→ REQUIRED WORK
[A] In the Shubenkov biography, who finished ahead of him at the 2009 European Athletics Junior Championships in Novi Sad?
[B] Resume the biography of hurdler Sergey Shubenkov after its last sentence.

→ GIVEN PASSAGE

Sergey Vladimirovich Shubenkov (; born 4 October 1990) is a Russian athlete who competes in the 110 metres hurdles. He is the 2015 World Champion, two-time European Champion (2014, 2012) and 2013 World bronze medalist in men's 110 m hurdles.

Personal life
Sergey is the son of Natalya Shubenkova, a former Soviet heptathlete who ranks among the best of all time in the event. Shubenkov decided at the age 16 to make sports his profession and began to train intensively. Alongside his athletic pursuits, he is also studying to obtain a degree in law.

Biography
Shubenkov made a breakthrough by finishing 2nd to Britain's Lawrence Clarke at the 2009 European Athletics Junior Championships in Novi Sad, Serbia. Shubenkov went on to win the European under-23 title in 2011. His first Worlds competition was at the 2011 IAAF World Championships in Athletics in Daegu, South Korea where he finished 25th in the heats and did not advance into the semi-finals.

Shubenkov won his first major European title at the 2012 European Championships in 110 m hurdles. Shubenkov debuted in the Olympics at the 2012 Summer Olympics in London. He did not, however, reach the finals in men's 110 m hurdles.

In 2013, Shubenkov took the bronze in 110 hurdles at the 2013 Summer Universiade in Kazan and won the gold medal in 60 m hurdles at the 2013 European Indoor Championships in Gothenburg. He won his first Worlds medal by winning a bronze at the 2013 World Championships in Moscow.

In the 2014 season, Shubenkov competed in the Diamond League series. In 18 May, at the Shanghai Golden Grand Prix, he finished in 4th place – 13.30. In 31 May, taking 5th in the Prefontaine Classic – 13.29. 11 June, took 3rd place in the ExxonMobil Bislett Games – 13.37 and in 3 July, took 2nd place at the Athletissima – 13.13. He repeated as European champion winning gold at the 2014 European Athletics Championships in Zurich.

→ DATASET CONTENT
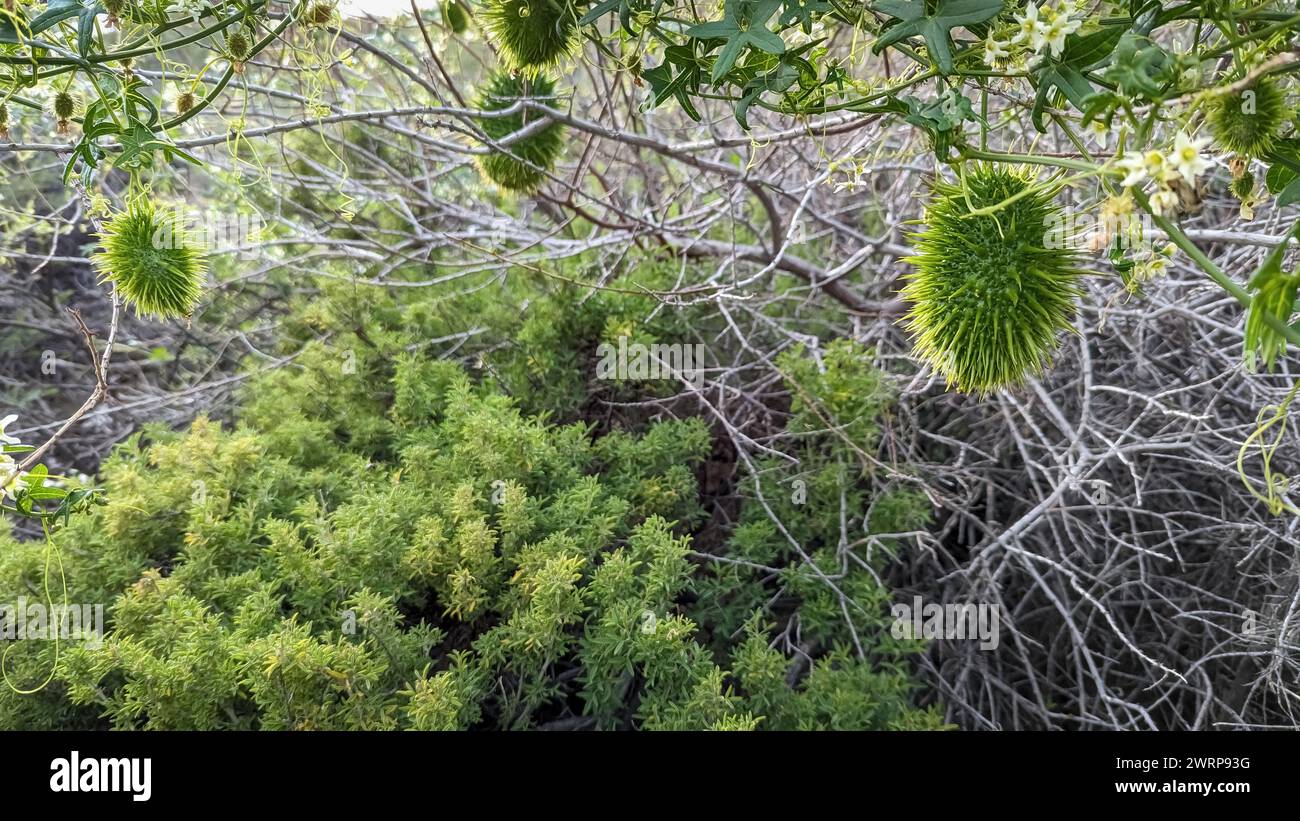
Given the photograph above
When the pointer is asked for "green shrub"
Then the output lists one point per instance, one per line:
(384, 542)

→ ANSWERS IN ORDER
[A] Britain's Lawrence Clarke

[B]
In 2015 season, Shubenkov won the gold medal at the 2015 World Championships with a Personal Best of 12.98, he edged out Jamaica's Olympic reigning bronze medalist Hansle Parchment and American Olympic defending champion Aries Merritt who won the silver and bronze medals respectively. His personal best in the event is 12.98 seconds, which is the current Russian record. Commenting about winning the competition, the 24-year-old quoted: "I can't describe what I'm feeling, I don't remember anything about the race. I heard the starting gun and then I opened my eyes and it was finished". Shubenkov finished 3rd in the overall ranking in the men's 110 m hurdles of Diamond League series for the 2015 season and won the last leg of the series in Zurich, beating David Oliver and Orlando Ortega.

In 2021, Shubenkov qualified for the 2020 Summer Olympics held in Tokyo, Japan from July-August 2021. During the warm-ups Shubenkov ruptured an Achilles tendon, forcing him to withdraw from the 110m hurdles event.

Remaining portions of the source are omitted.